§ Work request: Where does the word "knife" appear in the data? Copy every line that holds it.

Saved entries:
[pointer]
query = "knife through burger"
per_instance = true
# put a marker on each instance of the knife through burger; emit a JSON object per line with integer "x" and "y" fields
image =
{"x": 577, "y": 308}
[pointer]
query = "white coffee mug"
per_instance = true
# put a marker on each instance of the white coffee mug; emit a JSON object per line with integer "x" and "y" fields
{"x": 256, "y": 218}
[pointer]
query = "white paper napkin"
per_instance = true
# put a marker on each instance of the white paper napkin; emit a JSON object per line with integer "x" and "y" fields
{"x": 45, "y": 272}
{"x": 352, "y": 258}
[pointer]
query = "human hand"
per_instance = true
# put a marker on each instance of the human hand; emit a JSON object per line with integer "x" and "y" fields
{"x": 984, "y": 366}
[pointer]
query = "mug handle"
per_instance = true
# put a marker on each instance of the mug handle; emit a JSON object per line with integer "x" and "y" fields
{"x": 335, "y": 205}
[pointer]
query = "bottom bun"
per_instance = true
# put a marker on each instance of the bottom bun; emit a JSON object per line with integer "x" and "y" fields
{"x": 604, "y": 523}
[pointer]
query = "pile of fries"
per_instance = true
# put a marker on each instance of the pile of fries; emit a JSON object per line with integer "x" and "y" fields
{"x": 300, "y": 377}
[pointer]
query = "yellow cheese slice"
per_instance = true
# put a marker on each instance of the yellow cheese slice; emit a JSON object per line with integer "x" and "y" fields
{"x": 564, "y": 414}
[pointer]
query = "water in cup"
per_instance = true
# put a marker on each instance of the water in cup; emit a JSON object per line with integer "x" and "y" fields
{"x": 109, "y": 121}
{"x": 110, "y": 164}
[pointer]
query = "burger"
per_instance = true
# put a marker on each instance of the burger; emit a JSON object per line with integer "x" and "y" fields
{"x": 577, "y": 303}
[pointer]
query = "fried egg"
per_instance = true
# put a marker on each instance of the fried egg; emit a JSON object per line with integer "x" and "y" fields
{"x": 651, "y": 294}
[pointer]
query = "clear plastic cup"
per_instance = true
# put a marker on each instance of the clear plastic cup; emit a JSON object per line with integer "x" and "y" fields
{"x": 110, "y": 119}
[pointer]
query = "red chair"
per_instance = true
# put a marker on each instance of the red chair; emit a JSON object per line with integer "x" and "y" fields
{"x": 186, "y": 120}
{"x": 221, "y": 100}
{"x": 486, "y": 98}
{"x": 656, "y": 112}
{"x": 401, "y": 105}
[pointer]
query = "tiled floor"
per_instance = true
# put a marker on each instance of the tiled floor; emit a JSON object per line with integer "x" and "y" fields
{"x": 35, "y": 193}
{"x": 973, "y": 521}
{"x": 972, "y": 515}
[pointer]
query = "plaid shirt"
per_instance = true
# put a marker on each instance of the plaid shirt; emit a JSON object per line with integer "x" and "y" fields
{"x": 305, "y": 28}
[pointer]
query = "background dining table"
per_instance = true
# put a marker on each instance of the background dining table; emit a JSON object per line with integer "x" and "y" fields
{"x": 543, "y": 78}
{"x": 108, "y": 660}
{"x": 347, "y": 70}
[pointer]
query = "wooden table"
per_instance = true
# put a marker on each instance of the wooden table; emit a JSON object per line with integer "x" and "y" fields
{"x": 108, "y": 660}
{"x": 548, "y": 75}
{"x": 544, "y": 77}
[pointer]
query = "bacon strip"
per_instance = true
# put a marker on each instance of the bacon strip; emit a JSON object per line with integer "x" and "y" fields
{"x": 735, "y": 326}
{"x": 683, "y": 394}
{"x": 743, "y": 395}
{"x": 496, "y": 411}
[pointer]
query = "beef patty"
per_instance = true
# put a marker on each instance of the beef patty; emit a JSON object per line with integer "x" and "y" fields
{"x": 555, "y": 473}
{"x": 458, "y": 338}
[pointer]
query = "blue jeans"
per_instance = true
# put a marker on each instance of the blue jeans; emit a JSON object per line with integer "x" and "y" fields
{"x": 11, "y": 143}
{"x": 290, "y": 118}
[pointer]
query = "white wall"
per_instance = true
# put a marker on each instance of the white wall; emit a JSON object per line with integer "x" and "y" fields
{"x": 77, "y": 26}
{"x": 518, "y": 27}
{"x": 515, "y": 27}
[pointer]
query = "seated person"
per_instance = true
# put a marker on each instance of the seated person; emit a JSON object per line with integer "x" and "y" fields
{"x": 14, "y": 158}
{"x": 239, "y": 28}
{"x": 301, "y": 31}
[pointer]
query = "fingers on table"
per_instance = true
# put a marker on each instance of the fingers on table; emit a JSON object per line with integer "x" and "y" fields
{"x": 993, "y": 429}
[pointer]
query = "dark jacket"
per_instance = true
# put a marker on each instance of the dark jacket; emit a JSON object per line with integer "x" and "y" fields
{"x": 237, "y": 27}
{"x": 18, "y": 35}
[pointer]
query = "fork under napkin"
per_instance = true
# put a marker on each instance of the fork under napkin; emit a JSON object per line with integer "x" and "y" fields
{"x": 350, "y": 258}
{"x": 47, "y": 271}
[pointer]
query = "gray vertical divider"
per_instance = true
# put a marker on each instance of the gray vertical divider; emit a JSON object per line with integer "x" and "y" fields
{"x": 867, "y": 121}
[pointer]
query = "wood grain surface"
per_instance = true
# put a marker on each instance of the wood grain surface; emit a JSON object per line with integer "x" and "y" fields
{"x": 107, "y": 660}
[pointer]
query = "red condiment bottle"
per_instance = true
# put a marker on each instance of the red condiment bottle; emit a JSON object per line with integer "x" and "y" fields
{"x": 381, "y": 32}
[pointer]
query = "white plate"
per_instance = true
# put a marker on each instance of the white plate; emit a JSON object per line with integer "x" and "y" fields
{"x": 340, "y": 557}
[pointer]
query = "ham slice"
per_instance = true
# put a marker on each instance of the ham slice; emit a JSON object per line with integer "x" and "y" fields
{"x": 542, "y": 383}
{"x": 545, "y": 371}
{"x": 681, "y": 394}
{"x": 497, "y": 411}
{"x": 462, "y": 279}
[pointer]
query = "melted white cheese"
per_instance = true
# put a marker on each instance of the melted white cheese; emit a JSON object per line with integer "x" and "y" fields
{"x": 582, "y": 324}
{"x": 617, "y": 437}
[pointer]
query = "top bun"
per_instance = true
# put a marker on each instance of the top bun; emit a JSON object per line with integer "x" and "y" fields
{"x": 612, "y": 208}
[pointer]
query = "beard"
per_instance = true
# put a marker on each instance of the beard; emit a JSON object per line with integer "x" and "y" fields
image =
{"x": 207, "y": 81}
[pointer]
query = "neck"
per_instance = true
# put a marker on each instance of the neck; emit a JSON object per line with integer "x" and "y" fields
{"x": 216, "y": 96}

§ Exercise response:
query = "knife through burger"
# put a marker on each instance of the knife through burger; emit a JSON object per line with integer "x" and "y" fields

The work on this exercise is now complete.